3.4.5.4. Die dritte diskursive Strategie der Techno-Kultur:
            Experten-Diskurse

Wenngleich die drei untersuchten Rezensionen von ein und derselben Platte kaum übereinstimmende Aussagen und stilistische Parallelen aufweisen, können die Diskurse doch hinsichtlich ihrer strategischen Verfaßtheit einheitlich bestimmt werden. Wie gezeigt, impliziert jeder der drei Rezensionstexte bestimmte Vorkenntnisse, ohne die kaum ein Text-Verständnis entwickelt werden kann.
Der diesbezügliche Komplexitätsgrad übertrifft dabei noch weit die Ergebnisse der Inhaltsanalyse von "Der Partysan". Dort konnten die vorausgesetzten Kenntnisse anhand der drei Kriterien des Namedroppings, der Fachbegriffe und der Verwendung eines techno-spezifischen Alltags-Slangs beschrieben werden.
Eine vergleichbare Situation findet sich nun auch im vorliegenden Fall. Denn in der Rubrik der Plattenbesprechungen tauchen diese diskursiven Praktiken nun komplett wieder auf. Dabei ergibt sich jedoch unzweifelhaft eine wesentlich größere Bedeutung des Aspekts der techno-spezifischen Fachworte.

Um aus den Rezensionstexten auf die besprochene Musik schließen zu können, also die Decodierung dieser Texte durchzuführen, muß ein ganzer Fundus existierender Begriffe und Kategorien gewußt werden. Ohne zumindest partielle Kenntnisse dieses begrifflichen Katalogs sind die betreffenden Texte schlicht und einfach nicht verstehbar. Ihr Informationsgehalt liegt für den nichteingeweihten Leser bei Null. Diese Diskurse können daher als Experten-Diskurse bezeichnet werden. Es handelt sich um Diskurse, die nur von Experten decodiert und verstanden werden können. Als solche Experten weisen sie damit im Umkehrschluß auch ihre Verfasser aus. Das Expertentum konstituiert sich dabei primär durch das Wissen eines bestimmten Schatzes an Fachworten und begrifflichen Konstruktionen, die zusammengenommen eine Art von Code ergeben, in dem sich unter jenen Experten über Musik verständigt wird. Dabei handelt es sich um einen hochgradig spezifischen und spezialisierten Code, dessen Begriffe kaum aus anderen Diskursen bekannt sind.

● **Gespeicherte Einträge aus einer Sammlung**
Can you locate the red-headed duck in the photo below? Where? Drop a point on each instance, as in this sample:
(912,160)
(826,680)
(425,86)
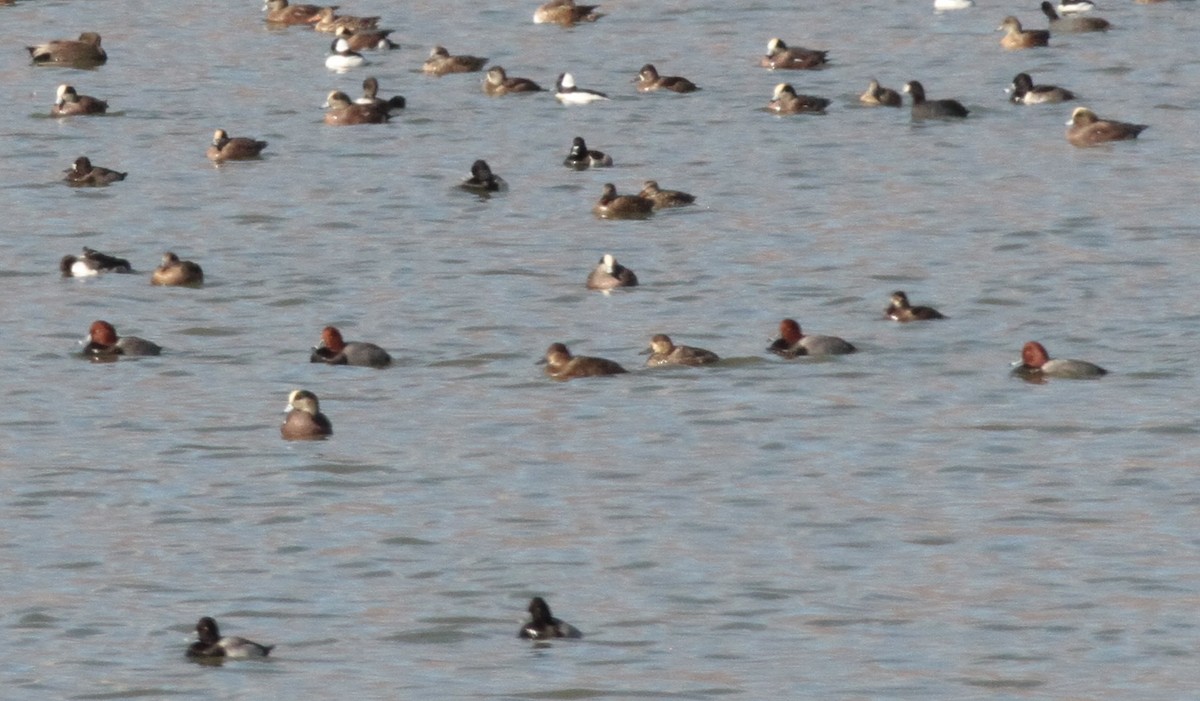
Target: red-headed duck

● **Aufgabe A**
Gib den Textabschnitt über Experten-Diskurse von „3.4.5.4. Die dritte“ bis einschließlich „Alltags-Slangs beschrieben werden.“ wortgetreu wieder.
● **Aufgabe B**
Anhand welcher drei Kriterien wurden laut dem Textabschnitt über Experten-Diskurse die vorausgesetzten Kenntnisse bei „Der Partysan“ beschrieben?
● **Aufgabe C**
Schreibe den Textabschnitt über Experten-Diskurse in der Techno-Kultur im Anschluss an seinen letzten Satz weiter.

● **Antwortbereich A**
3.4.5.4. Die dritte diskursive Strategie der Techno-Kultur:
            Experten-Diskurse

Wenngleich die drei untersuchten Rezensionen von ein und derselben Platte kaum übereinstimmende Aussagen und stilistische Parallelen aufweisen, können die Diskurse doch hinsichtlich ihrer strategischen Verfaßtheit einheitlich bestimmt werden. Wie gezeigt, impliziert jeder der drei Rezensionstexte bestimmte Vorkenntnisse, ohne die kaum ein Text-Verständnis entwickelt werden kann.
Der diesbezügliche Komplexitätsgrad übertrifft dabei noch weit die Ergebnisse der Inhaltsanalyse von "Der Partysan". Dort konnten die vorausgesetzten Kenntnisse anhand der drei Kriterien des Namedroppings, der Fachbegriffe und der Verwendung eines techno-spezifischen Alltags-Slangs beschrieben werden.

● **Antwortbereich B**
Anhand des Namedroppings, der Fachbegriffe und der Verwendung eines techno-spezifischen Alltags-Slangs.

● **Antwortbereich C**
Ein vergleichbares Ergebnis ergibt sich auch, wenn man sich die in vier der fünf Zeitschriften ausführlich enthaltene Berichterstattung über neue Technologien zur Produktion von Techno-Musik anschaut. Hier werden in der Regel neue Produkte - von diesbezüglichen Computerprogrammen bis zu Plattenspielern - vorgestellt. Auch die dort verwendete Sprache kann als komplexer Expertendiskurs bezeichnet werden, der zudem mit Mustern versetzt ist, die der diskursiven Strategie der Werbungssprache zugeordnet werden können. Das Expertentum ähnelt jedoch sehr dem, das man aus Hifi-Zeitschriften kennt. Zwar tauchen auch hier bisweilen techno-spezifische Fachbegriffe auf, doch überwiegt deutlich der Anteil eines allgemeinen Diskurses über moderne Unterhaltungselektronik.